═══ RECORDS FOR THE TASK
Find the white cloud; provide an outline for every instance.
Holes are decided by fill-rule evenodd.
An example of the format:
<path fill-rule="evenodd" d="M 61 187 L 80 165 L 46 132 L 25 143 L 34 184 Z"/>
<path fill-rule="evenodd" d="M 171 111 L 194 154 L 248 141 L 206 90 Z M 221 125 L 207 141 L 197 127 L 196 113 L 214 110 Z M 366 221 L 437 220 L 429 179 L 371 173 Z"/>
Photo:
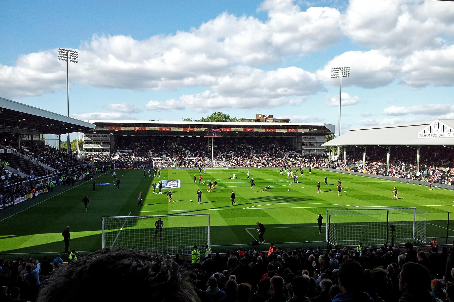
══════
WHAT THE TASK REQUIRES:
Reproduce every line of the records above word for word, omitting any pictures from your answer.

SOLUTION TO THIS PROBLEM:
Find the white cloud; provide an outline for every instance.
Holes are decided by fill-rule evenodd.
An example of the format:
<path fill-rule="evenodd" d="M 61 187 L 80 165 L 46 132 L 25 143 L 34 184 Z"/>
<path fill-rule="evenodd" d="M 171 111 L 194 154 L 248 141 L 206 90 Z M 221 125 L 207 141 L 197 127 L 196 113 L 214 110 Z M 366 221 L 437 220 L 429 179 L 371 173 Z"/>
Photo:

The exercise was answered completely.